SOURCE DATA
######
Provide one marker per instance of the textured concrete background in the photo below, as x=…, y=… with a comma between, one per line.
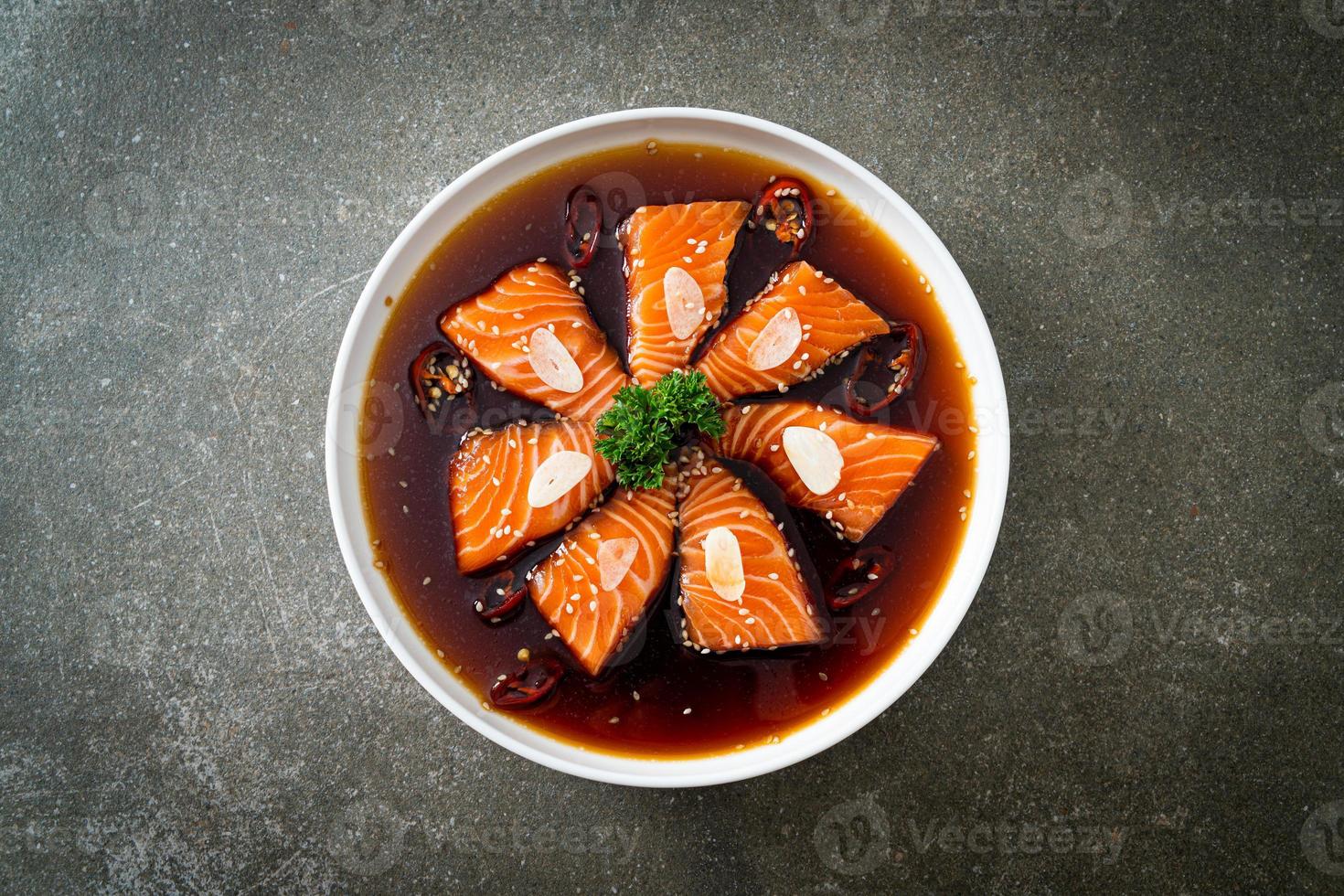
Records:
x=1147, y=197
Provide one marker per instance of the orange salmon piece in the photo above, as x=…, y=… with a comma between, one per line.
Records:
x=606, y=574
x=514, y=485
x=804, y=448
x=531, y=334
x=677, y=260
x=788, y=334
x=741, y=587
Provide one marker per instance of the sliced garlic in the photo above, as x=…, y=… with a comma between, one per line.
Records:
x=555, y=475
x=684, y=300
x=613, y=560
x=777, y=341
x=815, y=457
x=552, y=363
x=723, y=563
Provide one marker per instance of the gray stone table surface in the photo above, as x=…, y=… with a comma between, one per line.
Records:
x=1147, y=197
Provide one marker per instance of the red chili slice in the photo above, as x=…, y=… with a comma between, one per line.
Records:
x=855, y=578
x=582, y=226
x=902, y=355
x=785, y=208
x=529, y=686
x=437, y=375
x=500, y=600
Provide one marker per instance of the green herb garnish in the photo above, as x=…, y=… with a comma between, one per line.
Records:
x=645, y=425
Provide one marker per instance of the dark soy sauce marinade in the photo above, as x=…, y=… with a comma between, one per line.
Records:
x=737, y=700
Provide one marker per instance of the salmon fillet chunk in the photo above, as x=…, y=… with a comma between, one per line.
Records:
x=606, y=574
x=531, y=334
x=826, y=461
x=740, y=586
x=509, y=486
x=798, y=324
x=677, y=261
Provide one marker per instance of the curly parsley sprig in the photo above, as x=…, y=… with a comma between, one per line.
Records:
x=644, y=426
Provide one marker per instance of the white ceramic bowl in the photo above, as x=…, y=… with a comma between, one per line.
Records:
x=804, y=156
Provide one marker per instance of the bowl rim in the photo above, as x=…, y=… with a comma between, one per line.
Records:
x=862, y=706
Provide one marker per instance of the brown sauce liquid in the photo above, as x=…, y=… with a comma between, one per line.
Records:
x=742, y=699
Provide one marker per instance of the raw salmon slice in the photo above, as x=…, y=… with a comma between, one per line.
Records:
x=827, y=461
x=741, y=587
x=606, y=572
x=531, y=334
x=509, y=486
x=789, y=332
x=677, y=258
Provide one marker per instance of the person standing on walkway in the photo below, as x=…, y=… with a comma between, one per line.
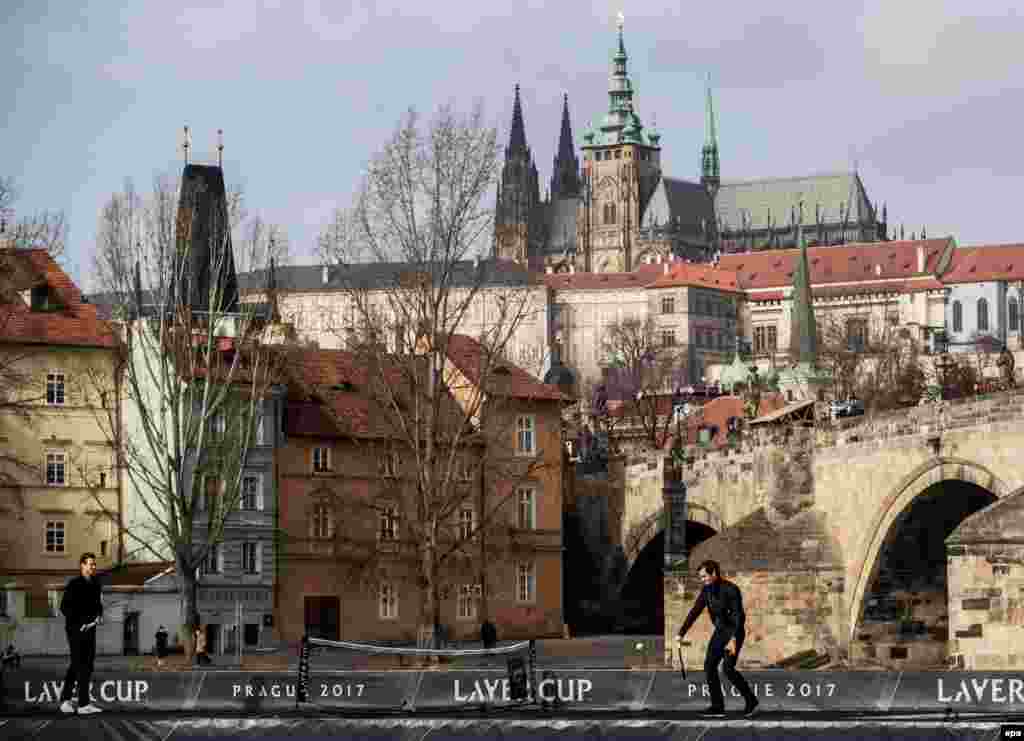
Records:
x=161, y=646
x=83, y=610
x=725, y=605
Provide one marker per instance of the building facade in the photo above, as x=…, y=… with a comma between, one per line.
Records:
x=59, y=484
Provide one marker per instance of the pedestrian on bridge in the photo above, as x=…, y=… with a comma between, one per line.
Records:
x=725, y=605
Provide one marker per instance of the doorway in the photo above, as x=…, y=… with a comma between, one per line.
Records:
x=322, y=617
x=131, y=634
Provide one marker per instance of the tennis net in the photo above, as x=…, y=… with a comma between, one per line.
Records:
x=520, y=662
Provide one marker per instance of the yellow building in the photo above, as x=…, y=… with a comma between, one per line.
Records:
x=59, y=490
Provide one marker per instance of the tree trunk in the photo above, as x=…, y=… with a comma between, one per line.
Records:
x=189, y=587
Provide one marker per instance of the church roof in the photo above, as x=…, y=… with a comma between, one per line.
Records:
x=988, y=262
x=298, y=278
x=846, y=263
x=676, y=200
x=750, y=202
######
WHAT YOU NEED TO DO
Exactly one number is wanted in reply: the count of lines above that hold the string "salmon".

OUTPUT FOR THIS TASK
3